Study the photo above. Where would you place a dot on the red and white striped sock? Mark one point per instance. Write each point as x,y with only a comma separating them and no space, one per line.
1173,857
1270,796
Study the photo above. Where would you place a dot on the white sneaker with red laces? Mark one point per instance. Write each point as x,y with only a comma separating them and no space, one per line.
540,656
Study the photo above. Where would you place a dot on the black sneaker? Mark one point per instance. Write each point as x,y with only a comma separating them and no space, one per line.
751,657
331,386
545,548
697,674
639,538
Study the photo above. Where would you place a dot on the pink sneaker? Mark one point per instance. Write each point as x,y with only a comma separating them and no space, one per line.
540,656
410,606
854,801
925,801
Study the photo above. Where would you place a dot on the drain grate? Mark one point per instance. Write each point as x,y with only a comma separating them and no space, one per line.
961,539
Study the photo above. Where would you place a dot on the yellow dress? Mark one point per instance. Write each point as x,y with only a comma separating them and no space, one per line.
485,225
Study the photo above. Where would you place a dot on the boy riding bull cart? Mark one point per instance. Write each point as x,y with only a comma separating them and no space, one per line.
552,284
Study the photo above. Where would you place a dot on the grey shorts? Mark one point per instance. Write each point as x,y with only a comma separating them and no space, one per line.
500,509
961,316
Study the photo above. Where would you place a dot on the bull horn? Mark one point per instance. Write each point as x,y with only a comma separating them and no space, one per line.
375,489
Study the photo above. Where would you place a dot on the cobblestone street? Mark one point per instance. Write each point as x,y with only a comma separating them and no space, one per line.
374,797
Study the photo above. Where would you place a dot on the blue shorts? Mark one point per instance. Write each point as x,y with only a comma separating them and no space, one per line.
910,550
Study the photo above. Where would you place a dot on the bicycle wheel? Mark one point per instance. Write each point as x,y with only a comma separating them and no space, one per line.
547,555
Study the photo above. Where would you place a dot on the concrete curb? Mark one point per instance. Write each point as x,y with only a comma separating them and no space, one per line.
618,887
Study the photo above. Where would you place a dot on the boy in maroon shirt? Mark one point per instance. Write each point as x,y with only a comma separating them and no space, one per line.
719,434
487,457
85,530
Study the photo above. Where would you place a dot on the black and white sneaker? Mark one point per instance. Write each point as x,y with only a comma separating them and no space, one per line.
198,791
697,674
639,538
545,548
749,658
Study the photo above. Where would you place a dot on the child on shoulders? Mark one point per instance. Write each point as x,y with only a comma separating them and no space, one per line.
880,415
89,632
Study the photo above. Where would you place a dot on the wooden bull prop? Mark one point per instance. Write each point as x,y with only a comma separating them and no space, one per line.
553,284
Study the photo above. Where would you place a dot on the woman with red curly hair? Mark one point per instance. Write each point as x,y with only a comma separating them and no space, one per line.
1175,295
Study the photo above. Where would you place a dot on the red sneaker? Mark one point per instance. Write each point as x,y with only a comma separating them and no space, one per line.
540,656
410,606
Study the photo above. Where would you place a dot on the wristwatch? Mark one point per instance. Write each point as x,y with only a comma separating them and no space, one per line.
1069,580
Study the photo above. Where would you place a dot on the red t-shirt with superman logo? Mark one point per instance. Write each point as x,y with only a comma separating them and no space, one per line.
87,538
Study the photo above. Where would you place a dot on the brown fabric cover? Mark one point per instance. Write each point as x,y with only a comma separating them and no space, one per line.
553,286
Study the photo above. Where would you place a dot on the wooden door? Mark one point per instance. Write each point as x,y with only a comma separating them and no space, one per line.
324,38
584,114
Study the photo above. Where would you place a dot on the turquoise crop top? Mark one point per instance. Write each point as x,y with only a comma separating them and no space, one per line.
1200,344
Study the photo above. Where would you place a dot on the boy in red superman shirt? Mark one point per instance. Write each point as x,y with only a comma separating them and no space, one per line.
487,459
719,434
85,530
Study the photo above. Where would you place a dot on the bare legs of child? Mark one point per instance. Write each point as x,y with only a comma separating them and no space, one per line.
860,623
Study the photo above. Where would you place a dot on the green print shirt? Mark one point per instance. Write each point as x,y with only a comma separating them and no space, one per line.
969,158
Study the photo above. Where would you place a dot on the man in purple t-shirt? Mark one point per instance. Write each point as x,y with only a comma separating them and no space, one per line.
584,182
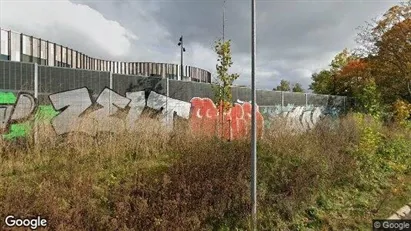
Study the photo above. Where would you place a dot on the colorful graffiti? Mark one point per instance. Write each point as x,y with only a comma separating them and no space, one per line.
235,123
13,113
75,111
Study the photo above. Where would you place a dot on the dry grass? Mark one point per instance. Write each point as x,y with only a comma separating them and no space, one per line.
151,180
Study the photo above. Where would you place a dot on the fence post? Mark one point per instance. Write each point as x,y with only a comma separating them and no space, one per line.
111,88
36,95
345,107
306,100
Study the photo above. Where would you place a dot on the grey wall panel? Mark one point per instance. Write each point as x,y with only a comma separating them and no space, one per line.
297,99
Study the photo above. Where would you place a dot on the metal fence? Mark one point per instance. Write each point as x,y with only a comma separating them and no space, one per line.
19,76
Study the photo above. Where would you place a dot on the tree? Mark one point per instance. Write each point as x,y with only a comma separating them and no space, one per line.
298,88
386,43
222,89
322,82
284,86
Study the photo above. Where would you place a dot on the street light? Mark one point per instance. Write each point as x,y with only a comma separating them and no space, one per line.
253,120
182,51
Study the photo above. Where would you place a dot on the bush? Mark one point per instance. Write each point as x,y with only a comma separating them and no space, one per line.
151,180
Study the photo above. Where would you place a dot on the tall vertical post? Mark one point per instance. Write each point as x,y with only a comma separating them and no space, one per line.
111,88
36,95
167,95
181,64
36,80
253,120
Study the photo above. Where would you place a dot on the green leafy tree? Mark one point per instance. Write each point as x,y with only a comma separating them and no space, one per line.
322,82
223,85
284,86
298,88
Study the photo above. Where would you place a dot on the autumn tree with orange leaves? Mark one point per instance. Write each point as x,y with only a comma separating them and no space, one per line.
378,73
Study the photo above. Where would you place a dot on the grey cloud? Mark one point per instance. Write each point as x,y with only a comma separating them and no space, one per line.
294,38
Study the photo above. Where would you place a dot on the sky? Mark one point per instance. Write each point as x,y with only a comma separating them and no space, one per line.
294,38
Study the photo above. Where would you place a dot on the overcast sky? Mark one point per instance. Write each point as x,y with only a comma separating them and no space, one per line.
294,38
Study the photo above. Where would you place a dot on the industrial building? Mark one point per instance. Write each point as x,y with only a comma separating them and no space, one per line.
25,48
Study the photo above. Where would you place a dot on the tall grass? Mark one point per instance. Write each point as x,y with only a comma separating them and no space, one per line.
336,176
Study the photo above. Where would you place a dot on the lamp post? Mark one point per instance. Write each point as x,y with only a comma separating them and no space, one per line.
182,51
253,120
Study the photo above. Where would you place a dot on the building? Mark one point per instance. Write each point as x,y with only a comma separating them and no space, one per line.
24,48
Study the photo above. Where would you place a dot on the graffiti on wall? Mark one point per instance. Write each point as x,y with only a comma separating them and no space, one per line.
235,123
14,111
75,111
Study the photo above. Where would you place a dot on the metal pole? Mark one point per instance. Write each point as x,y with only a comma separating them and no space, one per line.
36,95
182,69
253,120
167,95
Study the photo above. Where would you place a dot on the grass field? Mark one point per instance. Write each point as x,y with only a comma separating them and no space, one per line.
338,176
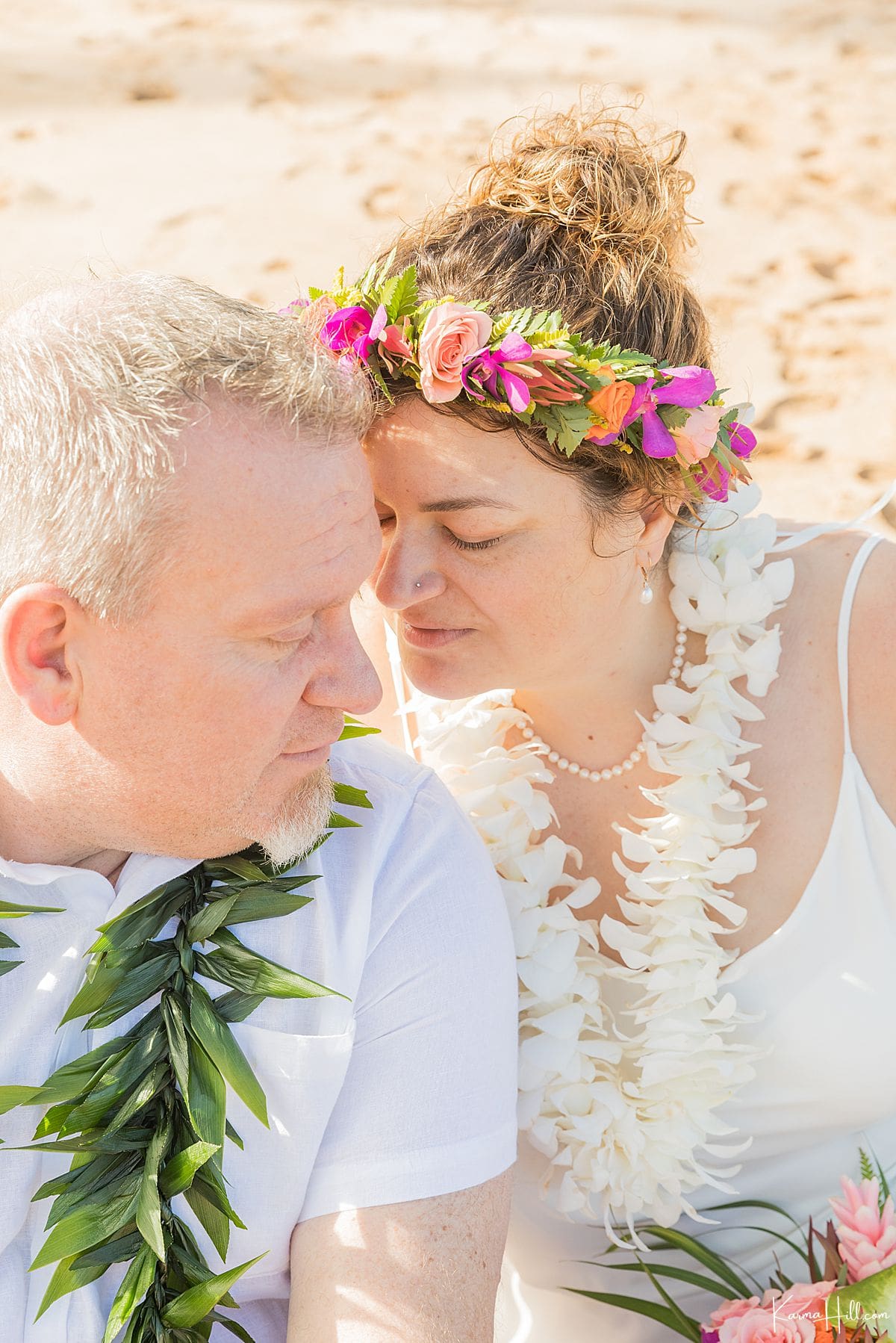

TASK TO COMPLETE:
Count the lines in the listing above that contain the string "light", treating uppercase and lowercase as different, and give only the number.

EXPECTED OUTPUT:
1